→ Prompt
Please copy all of the records below in full, adding 13 to each coordinate in the answers.

→ Listed entries
____

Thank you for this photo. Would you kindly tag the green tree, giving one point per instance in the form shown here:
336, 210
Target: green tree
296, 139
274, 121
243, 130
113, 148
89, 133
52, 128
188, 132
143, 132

____

→ Full output
Thank you for this photo. Would you kindly tag the green tree, giving one point per instance in the form shown here:
336, 210
Target: green tree
309, 152
287, 134
256, 143
126, 161
102, 146
65, 141
201, 145
156, 145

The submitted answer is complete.